— Your task —
Print the line that contains "the dry brown" and every line that follows it in the data below, ending with the final line; include nothing else.

Records contained in a dataset:
Content starts
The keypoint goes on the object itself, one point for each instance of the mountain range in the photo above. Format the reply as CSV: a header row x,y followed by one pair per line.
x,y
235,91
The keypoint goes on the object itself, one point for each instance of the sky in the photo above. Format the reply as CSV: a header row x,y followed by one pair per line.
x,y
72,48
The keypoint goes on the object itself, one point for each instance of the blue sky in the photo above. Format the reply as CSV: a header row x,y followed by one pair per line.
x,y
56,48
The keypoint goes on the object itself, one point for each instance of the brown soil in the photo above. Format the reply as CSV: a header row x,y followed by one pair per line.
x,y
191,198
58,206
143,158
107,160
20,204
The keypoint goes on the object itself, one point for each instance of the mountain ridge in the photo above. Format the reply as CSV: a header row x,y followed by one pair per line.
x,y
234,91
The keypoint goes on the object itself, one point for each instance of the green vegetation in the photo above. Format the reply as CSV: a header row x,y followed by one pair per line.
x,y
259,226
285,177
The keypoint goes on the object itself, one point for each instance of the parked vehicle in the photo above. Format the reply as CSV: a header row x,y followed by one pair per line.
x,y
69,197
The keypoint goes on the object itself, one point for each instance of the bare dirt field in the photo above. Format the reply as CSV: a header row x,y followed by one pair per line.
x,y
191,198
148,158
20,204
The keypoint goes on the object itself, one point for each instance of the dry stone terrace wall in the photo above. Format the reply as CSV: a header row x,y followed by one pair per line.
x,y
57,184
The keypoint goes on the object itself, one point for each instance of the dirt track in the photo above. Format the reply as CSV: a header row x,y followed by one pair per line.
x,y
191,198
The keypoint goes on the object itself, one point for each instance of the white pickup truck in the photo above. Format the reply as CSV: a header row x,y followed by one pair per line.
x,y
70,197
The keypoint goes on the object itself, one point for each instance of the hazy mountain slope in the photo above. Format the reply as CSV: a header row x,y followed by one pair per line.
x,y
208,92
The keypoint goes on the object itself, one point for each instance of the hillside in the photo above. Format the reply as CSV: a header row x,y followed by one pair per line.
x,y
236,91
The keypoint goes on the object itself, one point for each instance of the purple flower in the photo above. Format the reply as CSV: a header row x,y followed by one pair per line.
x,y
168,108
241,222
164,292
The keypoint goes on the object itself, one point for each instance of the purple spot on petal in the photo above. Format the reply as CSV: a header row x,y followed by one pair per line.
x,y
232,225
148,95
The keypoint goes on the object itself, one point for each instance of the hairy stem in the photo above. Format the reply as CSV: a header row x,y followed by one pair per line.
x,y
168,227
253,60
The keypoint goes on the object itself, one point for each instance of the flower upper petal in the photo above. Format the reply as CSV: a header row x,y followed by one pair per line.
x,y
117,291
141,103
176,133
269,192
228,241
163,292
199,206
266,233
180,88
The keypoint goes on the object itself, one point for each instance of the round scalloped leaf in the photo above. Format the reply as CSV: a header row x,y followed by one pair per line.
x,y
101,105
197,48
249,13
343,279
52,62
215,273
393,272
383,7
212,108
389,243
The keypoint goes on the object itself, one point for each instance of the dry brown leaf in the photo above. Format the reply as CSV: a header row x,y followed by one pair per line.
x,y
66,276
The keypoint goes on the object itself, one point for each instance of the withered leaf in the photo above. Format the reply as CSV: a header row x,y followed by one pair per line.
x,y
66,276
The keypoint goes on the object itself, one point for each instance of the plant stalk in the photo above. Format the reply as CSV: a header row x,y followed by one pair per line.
Content ends
— Solution to this exercise —
The keypoint goes on the object itself, one point for each instance of the dry brown leaf in the photo above. Format the reply as CSV: a header row x,y followed by one pair per line.
x,y
66,276
The keypoint goes on the object itself, one point for each instance of the withered leaf in the photo above. Format the reply as CSV: a header row x,y followed by one pair per line.
x,y
66,276
The keypoint goes on the object itself, one point for each instance of the plant stalk in the photo above. Format the reply as CSV: a header row x,y followed by one pair per line.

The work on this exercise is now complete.